> _YOUR TASK_
Using the entries that follow, state how many lines contain "nostril", with no other words.

::: RECORDS FOR THE EXERCISE :::

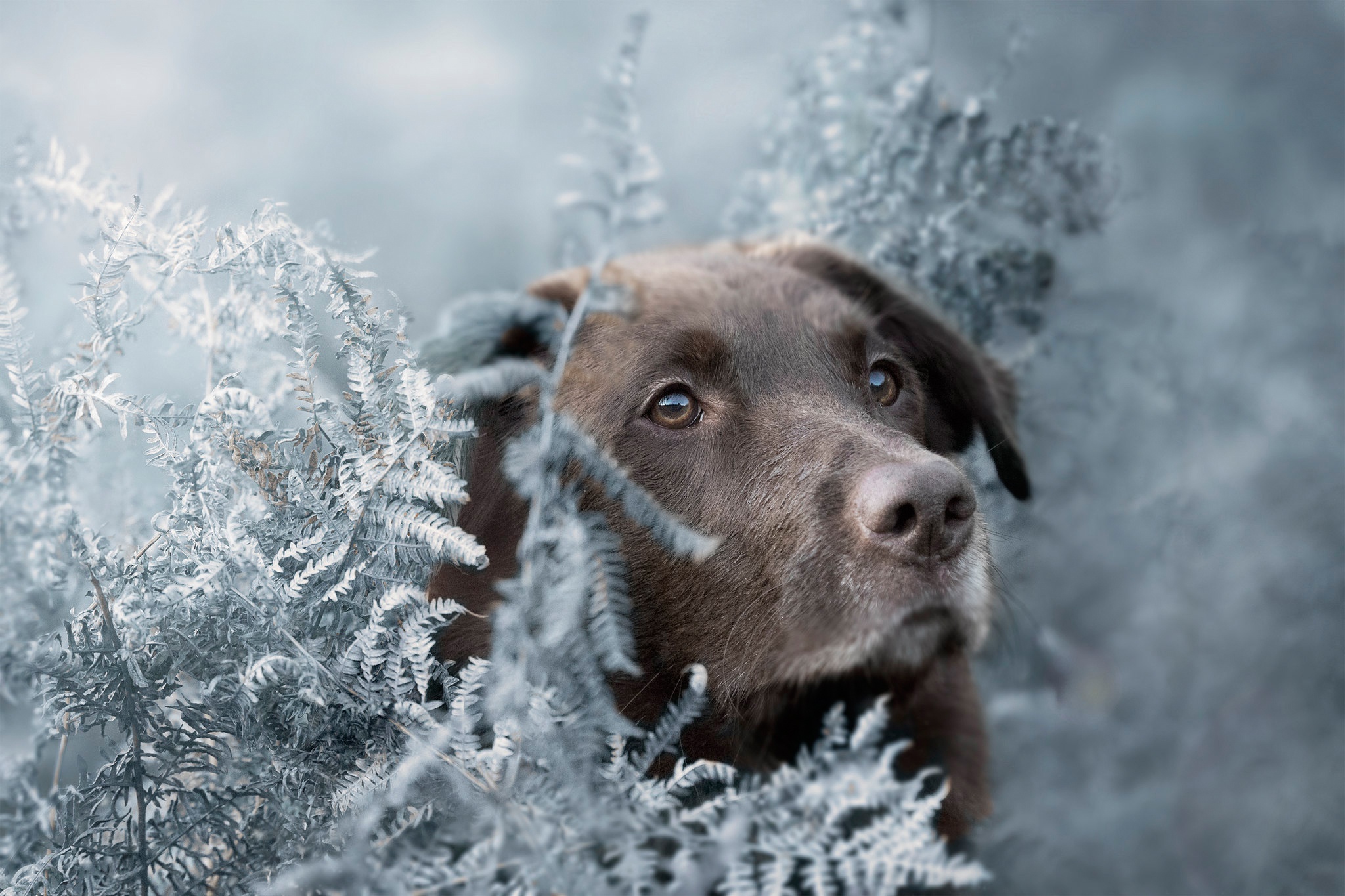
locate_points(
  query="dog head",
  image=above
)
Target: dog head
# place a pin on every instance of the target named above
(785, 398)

:::
::: RECORDS FOR THE EXERCISE :::

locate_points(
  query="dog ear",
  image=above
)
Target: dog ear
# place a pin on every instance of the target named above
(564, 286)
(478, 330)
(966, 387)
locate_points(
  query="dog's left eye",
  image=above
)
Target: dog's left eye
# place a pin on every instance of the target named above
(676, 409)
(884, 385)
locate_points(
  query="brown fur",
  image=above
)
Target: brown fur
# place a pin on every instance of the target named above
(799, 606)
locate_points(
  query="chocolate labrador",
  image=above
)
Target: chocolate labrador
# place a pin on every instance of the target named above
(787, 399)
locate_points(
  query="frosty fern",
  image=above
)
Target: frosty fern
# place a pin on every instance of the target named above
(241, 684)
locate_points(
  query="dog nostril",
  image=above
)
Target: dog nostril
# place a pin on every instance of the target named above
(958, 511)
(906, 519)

:::
::: RECORDS FOR THE EXERCISE :::

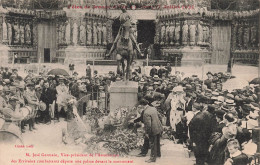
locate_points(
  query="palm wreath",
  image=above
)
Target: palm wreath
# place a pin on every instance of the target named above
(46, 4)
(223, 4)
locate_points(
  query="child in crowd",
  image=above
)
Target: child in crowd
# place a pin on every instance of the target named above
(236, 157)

:::

> _PROBLEM SOLUTION_
2